> THE PROBLEM:
Output the lines as a Markdown table with the columns Row and Line, where Row is a running number. Begin at the first line and stop after the line that has "<point>86,181</point>", keeping both ends, skipping blank lines and leaving the pictures out.

> DATA RECORDS:

•••••

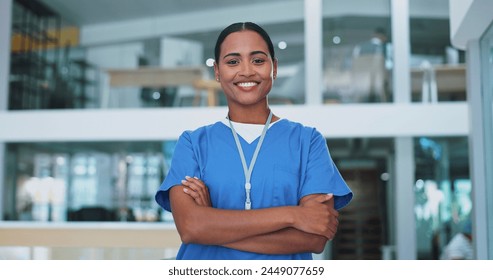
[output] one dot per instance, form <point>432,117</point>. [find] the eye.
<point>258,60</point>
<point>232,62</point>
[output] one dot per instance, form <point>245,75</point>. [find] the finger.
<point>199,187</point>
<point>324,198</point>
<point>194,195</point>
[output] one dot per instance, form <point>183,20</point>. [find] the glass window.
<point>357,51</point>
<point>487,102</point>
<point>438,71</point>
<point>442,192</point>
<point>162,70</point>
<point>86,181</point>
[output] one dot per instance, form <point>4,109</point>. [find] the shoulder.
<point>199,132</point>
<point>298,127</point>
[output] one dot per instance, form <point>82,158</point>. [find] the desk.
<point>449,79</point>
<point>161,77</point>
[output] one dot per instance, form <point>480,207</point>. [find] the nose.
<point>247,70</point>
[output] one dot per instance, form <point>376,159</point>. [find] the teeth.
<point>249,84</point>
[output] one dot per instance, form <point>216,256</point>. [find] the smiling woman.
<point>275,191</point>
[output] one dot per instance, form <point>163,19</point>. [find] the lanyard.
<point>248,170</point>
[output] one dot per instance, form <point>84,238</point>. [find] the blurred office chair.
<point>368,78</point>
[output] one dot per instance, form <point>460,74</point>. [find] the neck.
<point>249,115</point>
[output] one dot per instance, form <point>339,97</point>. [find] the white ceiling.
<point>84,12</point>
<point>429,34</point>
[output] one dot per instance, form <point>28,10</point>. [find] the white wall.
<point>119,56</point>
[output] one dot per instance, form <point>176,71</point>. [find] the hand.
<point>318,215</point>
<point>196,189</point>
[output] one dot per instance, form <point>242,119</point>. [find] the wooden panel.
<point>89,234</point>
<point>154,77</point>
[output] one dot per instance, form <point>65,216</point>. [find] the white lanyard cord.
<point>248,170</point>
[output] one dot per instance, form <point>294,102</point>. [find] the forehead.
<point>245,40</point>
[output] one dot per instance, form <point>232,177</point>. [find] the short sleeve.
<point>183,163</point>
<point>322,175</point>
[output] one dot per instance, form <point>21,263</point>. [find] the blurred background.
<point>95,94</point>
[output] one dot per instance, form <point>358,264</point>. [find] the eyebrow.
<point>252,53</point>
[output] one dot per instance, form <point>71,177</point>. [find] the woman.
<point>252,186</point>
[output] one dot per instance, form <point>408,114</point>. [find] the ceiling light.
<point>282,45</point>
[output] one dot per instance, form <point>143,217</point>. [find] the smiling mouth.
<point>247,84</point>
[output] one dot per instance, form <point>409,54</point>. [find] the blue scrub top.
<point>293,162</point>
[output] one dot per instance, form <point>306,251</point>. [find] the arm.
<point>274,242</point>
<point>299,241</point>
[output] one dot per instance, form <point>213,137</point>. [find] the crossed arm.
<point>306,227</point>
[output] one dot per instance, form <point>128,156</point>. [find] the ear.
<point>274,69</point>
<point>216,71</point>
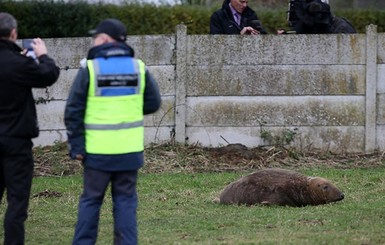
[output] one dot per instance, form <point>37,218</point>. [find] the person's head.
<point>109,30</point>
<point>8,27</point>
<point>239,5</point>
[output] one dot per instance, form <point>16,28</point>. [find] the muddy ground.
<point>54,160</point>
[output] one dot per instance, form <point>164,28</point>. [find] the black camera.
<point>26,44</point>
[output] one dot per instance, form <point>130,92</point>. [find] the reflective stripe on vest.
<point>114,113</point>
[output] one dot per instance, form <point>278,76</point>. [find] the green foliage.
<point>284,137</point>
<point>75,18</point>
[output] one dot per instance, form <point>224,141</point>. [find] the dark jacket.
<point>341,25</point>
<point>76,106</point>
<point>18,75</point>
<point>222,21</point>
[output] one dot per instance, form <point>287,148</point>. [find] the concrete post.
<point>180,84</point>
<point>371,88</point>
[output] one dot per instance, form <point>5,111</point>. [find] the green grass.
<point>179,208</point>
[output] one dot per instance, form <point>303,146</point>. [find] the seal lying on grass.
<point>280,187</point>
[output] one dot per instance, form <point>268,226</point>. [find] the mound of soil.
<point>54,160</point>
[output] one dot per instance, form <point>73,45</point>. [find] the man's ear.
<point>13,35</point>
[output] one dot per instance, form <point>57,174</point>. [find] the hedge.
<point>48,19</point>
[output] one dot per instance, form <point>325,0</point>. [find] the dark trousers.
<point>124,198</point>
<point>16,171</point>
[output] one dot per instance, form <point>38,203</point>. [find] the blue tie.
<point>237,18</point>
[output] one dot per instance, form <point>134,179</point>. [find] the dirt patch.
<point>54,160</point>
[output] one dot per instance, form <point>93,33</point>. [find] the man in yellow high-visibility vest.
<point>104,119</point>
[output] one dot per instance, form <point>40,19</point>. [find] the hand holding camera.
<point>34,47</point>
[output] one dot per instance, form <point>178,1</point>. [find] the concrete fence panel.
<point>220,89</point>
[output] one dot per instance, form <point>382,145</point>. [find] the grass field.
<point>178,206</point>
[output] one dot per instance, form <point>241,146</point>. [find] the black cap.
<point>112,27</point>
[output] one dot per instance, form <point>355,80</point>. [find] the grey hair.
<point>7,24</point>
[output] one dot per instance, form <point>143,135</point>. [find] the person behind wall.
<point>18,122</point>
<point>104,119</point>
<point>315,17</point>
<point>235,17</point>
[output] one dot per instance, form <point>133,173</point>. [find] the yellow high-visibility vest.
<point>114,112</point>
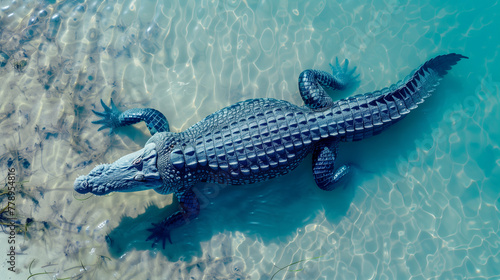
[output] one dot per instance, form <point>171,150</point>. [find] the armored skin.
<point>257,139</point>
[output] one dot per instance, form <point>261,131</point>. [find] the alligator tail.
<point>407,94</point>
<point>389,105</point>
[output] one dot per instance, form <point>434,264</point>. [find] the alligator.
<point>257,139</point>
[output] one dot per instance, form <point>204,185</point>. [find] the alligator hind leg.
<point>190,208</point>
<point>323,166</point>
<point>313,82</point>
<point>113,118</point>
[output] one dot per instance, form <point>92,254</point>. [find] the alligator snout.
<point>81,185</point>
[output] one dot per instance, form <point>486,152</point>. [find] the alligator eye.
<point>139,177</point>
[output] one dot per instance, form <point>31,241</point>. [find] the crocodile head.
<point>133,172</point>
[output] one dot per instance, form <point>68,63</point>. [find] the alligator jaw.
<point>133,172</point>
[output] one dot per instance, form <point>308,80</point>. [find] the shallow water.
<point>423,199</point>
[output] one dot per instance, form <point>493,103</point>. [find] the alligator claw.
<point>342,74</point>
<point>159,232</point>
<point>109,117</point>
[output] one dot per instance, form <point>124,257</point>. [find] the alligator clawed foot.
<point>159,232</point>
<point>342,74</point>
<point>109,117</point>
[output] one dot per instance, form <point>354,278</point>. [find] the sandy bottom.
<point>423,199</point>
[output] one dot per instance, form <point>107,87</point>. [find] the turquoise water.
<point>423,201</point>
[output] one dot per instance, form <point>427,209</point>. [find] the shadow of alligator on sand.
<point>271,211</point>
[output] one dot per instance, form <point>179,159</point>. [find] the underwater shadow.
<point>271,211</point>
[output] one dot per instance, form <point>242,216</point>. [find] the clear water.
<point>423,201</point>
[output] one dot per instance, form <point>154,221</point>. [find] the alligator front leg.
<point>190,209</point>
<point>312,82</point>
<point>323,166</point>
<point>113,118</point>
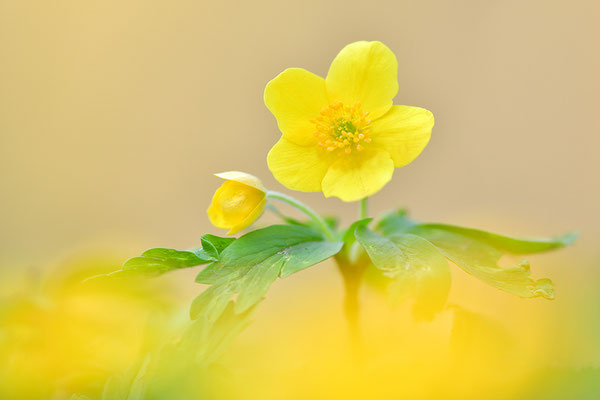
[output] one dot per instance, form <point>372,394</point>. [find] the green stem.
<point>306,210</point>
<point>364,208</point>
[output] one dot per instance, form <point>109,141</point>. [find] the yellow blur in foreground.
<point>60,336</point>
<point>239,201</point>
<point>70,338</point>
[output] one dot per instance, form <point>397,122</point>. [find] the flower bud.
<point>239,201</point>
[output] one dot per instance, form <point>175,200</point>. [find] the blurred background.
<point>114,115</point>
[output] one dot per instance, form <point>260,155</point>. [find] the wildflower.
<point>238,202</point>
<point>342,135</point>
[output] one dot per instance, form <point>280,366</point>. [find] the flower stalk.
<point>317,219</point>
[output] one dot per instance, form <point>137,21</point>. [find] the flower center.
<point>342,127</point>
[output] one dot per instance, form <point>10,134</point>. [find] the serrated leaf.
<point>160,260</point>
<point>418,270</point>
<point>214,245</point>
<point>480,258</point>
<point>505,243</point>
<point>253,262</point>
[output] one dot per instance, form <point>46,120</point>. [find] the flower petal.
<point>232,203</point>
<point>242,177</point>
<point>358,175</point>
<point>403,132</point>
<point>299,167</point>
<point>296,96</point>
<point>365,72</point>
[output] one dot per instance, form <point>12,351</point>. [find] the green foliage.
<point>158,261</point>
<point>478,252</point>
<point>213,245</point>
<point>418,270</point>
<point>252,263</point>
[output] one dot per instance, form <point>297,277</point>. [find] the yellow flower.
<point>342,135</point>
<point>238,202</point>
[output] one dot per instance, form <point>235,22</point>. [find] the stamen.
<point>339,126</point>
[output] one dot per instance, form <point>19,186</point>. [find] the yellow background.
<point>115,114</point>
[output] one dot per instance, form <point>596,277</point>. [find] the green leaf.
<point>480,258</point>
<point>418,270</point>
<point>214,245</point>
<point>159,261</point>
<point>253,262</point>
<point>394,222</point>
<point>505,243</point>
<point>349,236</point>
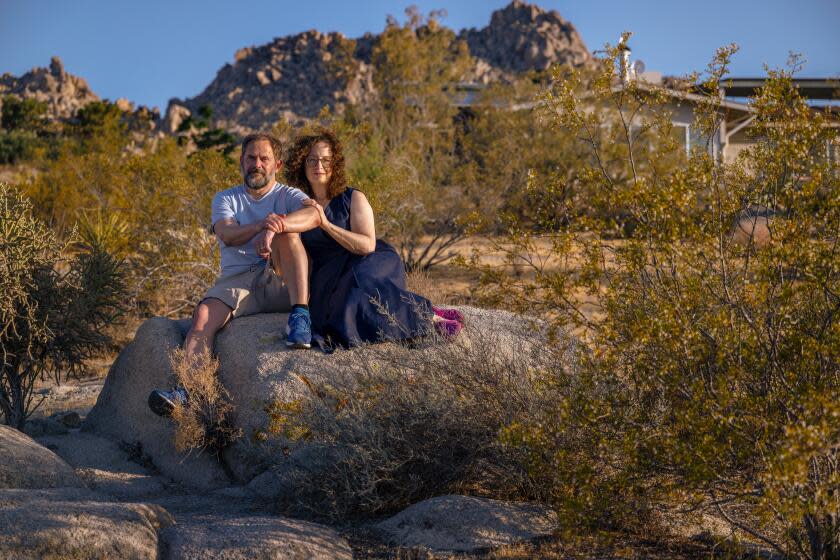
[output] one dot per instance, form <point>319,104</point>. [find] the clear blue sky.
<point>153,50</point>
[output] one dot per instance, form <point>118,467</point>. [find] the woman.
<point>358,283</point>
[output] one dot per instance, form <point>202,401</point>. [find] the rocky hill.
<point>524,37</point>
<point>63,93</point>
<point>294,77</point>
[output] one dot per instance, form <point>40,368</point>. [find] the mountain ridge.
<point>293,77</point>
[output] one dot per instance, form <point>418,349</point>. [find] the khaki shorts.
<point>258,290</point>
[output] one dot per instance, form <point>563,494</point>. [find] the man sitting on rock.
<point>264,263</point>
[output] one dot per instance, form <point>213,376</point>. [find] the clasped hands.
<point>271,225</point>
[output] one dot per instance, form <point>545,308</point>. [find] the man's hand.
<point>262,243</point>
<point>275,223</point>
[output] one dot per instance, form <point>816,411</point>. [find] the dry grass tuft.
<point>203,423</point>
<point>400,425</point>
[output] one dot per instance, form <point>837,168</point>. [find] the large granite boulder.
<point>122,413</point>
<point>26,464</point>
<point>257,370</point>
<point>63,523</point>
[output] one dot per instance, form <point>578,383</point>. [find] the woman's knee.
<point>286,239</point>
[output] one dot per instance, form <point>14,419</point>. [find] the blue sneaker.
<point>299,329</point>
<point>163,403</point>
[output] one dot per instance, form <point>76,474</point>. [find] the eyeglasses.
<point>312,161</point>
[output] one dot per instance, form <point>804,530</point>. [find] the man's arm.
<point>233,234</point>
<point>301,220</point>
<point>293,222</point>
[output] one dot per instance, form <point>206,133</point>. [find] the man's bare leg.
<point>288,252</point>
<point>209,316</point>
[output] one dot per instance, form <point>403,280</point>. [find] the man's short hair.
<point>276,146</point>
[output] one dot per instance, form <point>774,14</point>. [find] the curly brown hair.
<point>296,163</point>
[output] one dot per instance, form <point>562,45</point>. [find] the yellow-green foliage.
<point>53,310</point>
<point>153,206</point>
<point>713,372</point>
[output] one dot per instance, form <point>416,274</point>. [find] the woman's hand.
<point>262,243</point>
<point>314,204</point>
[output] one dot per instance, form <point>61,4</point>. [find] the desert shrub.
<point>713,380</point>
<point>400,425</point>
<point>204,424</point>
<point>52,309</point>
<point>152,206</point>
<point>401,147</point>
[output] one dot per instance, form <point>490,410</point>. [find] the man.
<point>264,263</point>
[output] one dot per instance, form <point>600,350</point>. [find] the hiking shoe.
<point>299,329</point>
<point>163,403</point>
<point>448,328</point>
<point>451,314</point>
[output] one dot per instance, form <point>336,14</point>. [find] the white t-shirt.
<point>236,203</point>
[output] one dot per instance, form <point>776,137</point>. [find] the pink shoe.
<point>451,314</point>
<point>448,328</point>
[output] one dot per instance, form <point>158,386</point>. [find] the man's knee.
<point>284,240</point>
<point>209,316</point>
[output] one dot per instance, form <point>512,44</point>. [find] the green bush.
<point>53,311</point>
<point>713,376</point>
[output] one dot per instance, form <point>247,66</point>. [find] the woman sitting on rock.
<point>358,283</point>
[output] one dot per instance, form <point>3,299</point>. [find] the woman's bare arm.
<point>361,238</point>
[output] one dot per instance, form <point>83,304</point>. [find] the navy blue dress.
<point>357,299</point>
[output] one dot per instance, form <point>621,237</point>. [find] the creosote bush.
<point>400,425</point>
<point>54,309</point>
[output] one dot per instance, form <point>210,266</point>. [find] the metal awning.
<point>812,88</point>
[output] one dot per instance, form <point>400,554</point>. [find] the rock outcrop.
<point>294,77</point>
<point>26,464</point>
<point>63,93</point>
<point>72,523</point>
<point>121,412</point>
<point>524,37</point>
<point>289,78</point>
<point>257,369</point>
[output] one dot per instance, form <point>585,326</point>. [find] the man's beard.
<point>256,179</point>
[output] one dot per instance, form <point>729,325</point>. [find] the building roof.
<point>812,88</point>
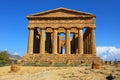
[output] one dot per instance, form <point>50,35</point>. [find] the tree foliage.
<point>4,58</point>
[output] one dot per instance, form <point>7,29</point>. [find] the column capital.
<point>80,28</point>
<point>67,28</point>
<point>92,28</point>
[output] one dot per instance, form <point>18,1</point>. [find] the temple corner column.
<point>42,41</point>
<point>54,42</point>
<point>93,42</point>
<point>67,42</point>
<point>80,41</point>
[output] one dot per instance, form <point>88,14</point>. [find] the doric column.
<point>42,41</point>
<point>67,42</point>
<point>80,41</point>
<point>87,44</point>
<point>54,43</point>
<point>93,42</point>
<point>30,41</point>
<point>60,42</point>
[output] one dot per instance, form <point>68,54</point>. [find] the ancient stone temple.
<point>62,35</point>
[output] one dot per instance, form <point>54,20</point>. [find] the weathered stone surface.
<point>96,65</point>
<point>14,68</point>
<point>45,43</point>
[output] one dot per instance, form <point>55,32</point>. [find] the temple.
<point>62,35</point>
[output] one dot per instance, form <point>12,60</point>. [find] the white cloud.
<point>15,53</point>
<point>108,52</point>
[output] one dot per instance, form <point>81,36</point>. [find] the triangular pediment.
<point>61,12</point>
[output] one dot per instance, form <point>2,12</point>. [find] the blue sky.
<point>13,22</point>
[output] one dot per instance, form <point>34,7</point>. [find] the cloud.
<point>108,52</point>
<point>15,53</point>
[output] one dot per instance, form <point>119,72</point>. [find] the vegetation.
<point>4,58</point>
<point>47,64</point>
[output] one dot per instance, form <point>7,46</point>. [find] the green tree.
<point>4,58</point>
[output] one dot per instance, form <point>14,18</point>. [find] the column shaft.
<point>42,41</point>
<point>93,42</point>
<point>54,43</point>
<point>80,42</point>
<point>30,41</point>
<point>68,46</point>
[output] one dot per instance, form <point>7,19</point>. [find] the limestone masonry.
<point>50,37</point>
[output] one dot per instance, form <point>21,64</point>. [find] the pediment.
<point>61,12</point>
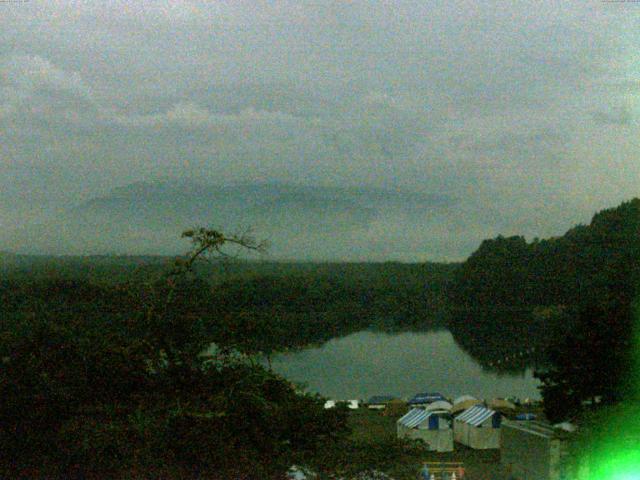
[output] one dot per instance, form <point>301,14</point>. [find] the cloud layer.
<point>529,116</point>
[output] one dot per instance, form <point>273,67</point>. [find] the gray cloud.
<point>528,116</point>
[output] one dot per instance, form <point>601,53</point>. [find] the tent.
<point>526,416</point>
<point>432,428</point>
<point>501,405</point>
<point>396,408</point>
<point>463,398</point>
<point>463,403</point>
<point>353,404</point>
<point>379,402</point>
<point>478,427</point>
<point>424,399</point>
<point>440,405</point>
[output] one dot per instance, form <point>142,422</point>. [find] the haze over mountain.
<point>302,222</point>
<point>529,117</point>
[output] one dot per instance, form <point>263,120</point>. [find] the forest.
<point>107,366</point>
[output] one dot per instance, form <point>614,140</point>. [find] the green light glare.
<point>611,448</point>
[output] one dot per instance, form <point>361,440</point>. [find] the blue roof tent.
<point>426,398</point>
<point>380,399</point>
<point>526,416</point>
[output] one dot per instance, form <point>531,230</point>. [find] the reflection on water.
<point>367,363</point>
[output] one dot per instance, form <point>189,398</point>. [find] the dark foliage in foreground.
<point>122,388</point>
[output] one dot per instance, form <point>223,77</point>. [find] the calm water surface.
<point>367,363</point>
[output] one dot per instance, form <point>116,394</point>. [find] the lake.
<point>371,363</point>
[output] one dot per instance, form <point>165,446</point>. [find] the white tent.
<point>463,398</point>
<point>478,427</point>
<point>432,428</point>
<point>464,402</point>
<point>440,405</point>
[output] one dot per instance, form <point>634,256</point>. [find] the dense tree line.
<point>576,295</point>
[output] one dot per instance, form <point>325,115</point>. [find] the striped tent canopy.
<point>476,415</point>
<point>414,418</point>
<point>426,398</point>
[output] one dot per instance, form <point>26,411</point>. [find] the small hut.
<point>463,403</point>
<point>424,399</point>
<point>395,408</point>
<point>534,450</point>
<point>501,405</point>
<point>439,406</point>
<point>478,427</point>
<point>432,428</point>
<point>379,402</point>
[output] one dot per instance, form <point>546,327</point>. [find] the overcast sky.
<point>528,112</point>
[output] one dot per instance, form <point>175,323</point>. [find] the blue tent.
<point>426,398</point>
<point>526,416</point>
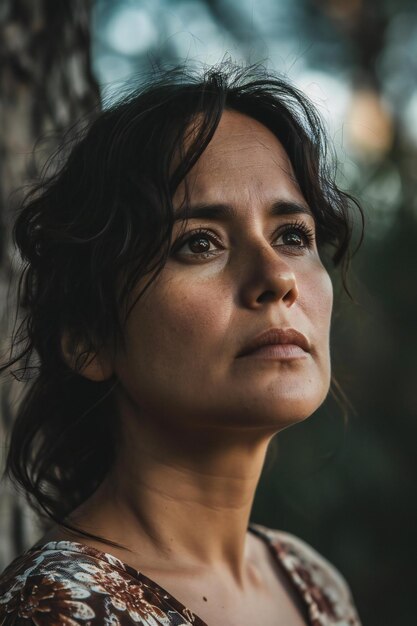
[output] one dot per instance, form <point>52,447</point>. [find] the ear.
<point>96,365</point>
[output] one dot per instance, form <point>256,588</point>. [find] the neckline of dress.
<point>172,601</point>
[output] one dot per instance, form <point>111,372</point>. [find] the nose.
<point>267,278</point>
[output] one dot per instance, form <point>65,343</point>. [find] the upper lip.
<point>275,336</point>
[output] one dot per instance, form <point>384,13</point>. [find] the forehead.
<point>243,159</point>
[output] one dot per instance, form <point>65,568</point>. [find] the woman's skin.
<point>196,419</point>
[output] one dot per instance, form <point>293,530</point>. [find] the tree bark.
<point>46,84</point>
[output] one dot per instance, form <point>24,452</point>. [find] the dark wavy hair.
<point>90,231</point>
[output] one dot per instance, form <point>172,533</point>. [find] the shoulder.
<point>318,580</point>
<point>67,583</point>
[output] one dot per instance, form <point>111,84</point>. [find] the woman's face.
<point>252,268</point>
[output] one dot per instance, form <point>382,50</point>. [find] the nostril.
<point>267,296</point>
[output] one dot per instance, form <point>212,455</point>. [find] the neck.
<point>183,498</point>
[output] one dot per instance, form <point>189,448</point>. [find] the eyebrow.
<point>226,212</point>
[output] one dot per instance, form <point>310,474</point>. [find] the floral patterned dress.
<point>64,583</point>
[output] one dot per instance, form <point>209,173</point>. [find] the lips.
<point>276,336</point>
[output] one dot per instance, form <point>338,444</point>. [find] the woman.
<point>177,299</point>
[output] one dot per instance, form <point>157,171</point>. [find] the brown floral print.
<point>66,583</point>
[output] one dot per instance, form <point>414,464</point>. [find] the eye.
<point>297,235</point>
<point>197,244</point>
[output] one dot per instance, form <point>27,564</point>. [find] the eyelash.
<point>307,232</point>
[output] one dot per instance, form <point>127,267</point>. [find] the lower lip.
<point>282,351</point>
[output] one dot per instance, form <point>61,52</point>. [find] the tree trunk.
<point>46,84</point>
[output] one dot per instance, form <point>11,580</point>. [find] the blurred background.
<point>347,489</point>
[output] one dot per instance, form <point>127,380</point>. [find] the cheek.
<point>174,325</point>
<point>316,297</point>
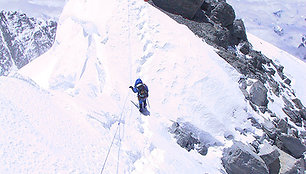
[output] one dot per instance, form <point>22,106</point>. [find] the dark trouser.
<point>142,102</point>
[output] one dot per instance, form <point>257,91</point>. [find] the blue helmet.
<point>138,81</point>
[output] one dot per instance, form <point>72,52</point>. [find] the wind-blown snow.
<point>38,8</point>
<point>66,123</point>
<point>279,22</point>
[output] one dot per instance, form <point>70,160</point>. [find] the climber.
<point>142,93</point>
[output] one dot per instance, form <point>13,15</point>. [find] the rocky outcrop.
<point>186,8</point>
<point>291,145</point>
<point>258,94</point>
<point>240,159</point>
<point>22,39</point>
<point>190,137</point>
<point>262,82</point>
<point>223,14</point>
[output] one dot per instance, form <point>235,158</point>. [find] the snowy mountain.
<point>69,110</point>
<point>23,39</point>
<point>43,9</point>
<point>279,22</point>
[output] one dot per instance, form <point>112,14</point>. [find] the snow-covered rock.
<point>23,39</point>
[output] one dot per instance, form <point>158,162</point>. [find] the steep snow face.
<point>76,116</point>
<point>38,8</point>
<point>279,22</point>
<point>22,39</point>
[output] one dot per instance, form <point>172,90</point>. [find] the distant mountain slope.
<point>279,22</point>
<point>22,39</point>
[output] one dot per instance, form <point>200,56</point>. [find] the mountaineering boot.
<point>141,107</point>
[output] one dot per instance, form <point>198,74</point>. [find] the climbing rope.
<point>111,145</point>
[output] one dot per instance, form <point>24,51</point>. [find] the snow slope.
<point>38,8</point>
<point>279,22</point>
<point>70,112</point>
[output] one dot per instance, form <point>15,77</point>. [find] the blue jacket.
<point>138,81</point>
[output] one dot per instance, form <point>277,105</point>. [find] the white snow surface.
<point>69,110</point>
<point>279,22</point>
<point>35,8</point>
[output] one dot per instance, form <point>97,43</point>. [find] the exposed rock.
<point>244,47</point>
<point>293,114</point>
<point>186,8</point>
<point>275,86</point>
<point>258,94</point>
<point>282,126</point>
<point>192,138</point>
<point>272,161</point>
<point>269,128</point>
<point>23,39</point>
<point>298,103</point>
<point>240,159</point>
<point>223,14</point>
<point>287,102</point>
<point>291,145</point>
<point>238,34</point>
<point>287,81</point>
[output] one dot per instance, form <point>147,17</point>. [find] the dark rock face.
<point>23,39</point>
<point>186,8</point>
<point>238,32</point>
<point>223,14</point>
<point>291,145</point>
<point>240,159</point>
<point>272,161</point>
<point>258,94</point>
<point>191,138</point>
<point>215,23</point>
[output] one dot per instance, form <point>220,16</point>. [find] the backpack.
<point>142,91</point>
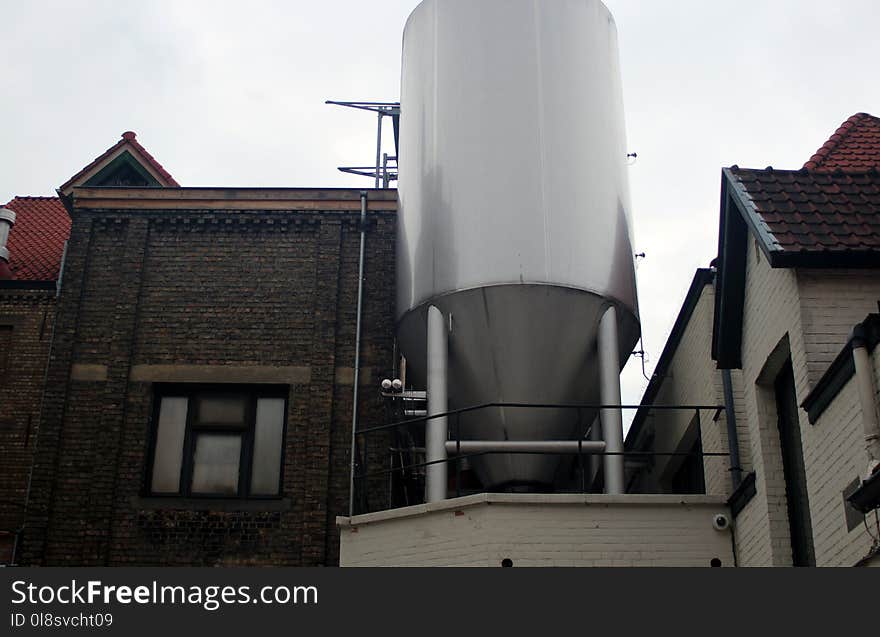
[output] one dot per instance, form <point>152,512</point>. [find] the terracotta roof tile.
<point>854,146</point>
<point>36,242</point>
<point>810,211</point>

•••••

> ANSWER TO THE TASK:
| Row | Line |
|---|---|
| 1 | [output] one dot per instance, form <point>432,117</point>. [find] the eye. |
| 2 | <point>258,60</point> |
| 3 | <point>232,62</point> |
| 4 | [output] one dot per instance, form <point>245,75</point>. [find] the finger. |
| 5 | <point>199,187</point> |
| 6 | <point>324,198</point> |
| 7 | <point>194,195</point> |
| 8 | [output] one dot per instance, form <point>183,20</point>. [find] the glass window. |
| 9 | <point>357,51</point> |
| 10 | <point>487,102</point> |
| 11 | <point>438,71</point> |
| 12 | <point>442,192</point> |
| 13 | <point>162,70</point> |
| 14 | <point>86,181</point> |